#### 出典抜粋:
/---
請求項1に記載の発明は、処理ガスが導入される筐体(10a)を有し、該筐体(10a)内部には表面プラズマによってガスに化学作用を及ぼすプラズマ発生装置(20)が設けられている放電プラズマリアクタであって、前記プラズマ発生装置(20)の構成部材として、円管型の絶縁誘電体(20b)が用いられ、該円管型の絶縁誘電体(20b)の外周部両端にスライディング電極(20a,20a´)が設けられているとともに、該2個のスライディング電極(20a,20a´)それぞれから、該絶縁誘電体(20b)の円管管軸方向に放電ギャップ(20d,20d´)を隔てて2個の励起電極(20c,20c´)が円管表面に設けられ、該励起電極(20c,20c´)は、円管表面に密着して設置したコイル状あるいは網目状のバリア放電荷電電極(20e)によって電気的に接続され、前記絶縁誘電体(20b)の円管内周面には前記放電ギャップ(20d,20d´)と対応する反対側の位置に2つの背面電極(20f、20f’)が管内壁に密着して設けられているとともに、該絶縁誘電体(20b)の内周側における前記バリア放電荷電電極(20e)と対応する位置に、線状あるいは網目状のバリア放電接地電極(20g)が管内壁に密着して設けられ、該バリア放電接地電極(20g)は前記スライディング電極(20a,20a´)、並びに前記背面電極(20f、20f´)とともに接地されており、前記励起電極(20c)あるいは(20c´)に正の直流高電圧を重畳した高周波交流高電圧を印加することにより、前記バリア放電荷電電極(20e)、バリア放電接地電極(20g)の周辺および前記励起電極(20c,20c´)の端部(20h,20h´)に、前記絶縁誘電体(20b)の表面に沿うバリア放電を発生させるとともに、前記放電ギャップ(20d,20d´)にはスライディング放電による表面プラズマを発生させるようにしたことを特徴としている。
上記のように、放電路が絶縁誘電体表面に沿うように電極を構成すると、絶縁誘電体(20b)および背面電極(20f、20f´)からの電気映像力が放電ストリーマに作用するため表面プラズマが優先的に発生されるので、表面プラズマの有する酸化、部分酸化、分解、改質等の強力な化学作用が活用できるとともに、図2の場合にはバリア放電荷電電極(20e)から発生する単極性イオンによる強力な微粒子荷電作用を利用することも可能となる。
\---
#### 作業内容:
(a) 放電プラズマリアクタの抜粋のうち、「請求項1に記載の発明は、処理」から「にしたことを特徴としている。」までの部分を一字一句そのまま書き写してください。
(b) 放電プラズマリアクタの抜粋によると、放電ギャップ(20d,20d´)にはどのような放電による表面プラズマが発生するか。

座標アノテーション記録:
/---
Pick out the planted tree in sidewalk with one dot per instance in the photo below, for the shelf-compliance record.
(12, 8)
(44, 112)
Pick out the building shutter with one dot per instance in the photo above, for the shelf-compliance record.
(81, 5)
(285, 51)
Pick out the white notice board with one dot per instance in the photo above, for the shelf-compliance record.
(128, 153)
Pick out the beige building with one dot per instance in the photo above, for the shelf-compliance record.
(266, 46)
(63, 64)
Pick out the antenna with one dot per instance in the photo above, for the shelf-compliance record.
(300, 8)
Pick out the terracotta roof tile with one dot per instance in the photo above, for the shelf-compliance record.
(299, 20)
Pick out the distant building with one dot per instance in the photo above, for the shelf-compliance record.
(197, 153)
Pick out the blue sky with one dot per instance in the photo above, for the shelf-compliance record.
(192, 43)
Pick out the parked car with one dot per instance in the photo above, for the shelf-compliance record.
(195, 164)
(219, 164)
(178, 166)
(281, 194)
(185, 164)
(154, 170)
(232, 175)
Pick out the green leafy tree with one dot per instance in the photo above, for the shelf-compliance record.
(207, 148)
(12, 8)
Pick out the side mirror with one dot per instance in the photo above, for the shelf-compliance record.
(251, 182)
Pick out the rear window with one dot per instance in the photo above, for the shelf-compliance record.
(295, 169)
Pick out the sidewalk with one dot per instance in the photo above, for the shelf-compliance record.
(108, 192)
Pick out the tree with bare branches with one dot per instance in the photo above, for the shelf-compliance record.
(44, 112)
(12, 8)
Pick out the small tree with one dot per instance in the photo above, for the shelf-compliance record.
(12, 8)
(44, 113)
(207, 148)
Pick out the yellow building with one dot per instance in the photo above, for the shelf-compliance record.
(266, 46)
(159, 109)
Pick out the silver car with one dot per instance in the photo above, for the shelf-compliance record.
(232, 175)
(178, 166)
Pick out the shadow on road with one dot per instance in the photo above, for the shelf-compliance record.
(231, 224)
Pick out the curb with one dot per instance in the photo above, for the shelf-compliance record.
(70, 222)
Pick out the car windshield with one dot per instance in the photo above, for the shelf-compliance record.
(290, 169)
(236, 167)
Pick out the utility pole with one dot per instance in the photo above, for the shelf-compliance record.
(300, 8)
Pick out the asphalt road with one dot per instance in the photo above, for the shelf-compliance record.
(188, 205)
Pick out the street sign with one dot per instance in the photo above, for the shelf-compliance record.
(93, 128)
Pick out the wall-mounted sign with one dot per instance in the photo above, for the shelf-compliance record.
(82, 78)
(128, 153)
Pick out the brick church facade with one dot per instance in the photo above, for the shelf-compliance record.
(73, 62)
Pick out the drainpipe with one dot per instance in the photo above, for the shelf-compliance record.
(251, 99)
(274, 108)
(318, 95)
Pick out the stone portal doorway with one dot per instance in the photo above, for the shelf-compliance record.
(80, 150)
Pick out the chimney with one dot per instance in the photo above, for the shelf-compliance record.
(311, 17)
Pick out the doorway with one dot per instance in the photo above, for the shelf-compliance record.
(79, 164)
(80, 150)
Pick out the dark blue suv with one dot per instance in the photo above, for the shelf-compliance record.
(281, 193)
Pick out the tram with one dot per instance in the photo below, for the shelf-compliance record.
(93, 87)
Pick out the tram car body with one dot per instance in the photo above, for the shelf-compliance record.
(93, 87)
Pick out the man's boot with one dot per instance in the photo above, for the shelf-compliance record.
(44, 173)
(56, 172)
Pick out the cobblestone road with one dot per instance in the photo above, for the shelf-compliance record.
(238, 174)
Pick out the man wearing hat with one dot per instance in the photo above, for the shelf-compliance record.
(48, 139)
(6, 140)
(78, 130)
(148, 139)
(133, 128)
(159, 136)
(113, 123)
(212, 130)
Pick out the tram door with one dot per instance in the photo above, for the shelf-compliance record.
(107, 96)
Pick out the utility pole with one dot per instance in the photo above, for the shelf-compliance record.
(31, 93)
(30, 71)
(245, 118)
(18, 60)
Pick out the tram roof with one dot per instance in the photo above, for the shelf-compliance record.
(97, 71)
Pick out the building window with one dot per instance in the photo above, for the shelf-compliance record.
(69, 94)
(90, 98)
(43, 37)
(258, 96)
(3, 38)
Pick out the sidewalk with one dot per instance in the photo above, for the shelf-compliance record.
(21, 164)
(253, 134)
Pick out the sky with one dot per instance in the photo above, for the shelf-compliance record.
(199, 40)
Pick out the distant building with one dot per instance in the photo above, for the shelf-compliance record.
\---
#### 期待される結果:
(a)
請求項1に記載の発明は、処理ガスが導入される筐体(10a)を有し、該筐体(10a)内部には表面プラズマによってガスに化学作用を及ぼすプラズマ発生装置(20)が設けられている放電プラズマリアクタであって、前記プラズマ発生装置(20)の構成部材として、円管型の絶縁誘電体(20b)が用いられ、該円管型の絶縁誘電体(20b)の外周部両端にスライディング電極(20a,20a´)が設けられているとともに、該2個のスライディング電極(20a,20a´)それぞれから、該絶縁誘電体(20b)の円管管軸方向に放電ギャップ(20d,20d´)を隔てて2個の励起電極(20c,20c´)が円管表面に設けられ、該励起電極(20c,20c´)は、円管表面に密着して設置したコイル状あるいは網目状のバリア放電荷電電極(20e)によって電気的に接続され、前記絶縁誘電体(20b)の円管内周面には前記放電ギャップ(20d,20d´)と対応する反対側の位置に2つの背面電極(20f、20f’)が管内壁に密着して設けられているとともに、該絶縁誘電体(20b)の内周側における前記バリア放電荷電電極(20e)と対応する位置に、線状あるいは網目状のバリア放電接地電極(20g)が管内壁に密着して設けられ、該バリア放電接地電極(20g)は前記スライディング電極(20a,20a´)、並びに前記背面電極(20f、20f´)とともに接地されており、前記励起電極(20c)あるいは(20c´)に正の直流高電圧を重畳した高周波交流高電圧を印加することにより、前記バリア放電荷電電極(20e)、バリア放電接地電極(20g)の周辺および前記励起電極(20c,20c´)の端部(20h,20h´)に、前記絶縁誘電体(20b)の表面に沿うバリア放電を発生させるとともに、前記放電ギャップ(20d,20d´)にはスライディング放電による表面プラズマを発生させるようにしたことを特徴としている。

(b) スライディング放電による表面プラズマが発生する。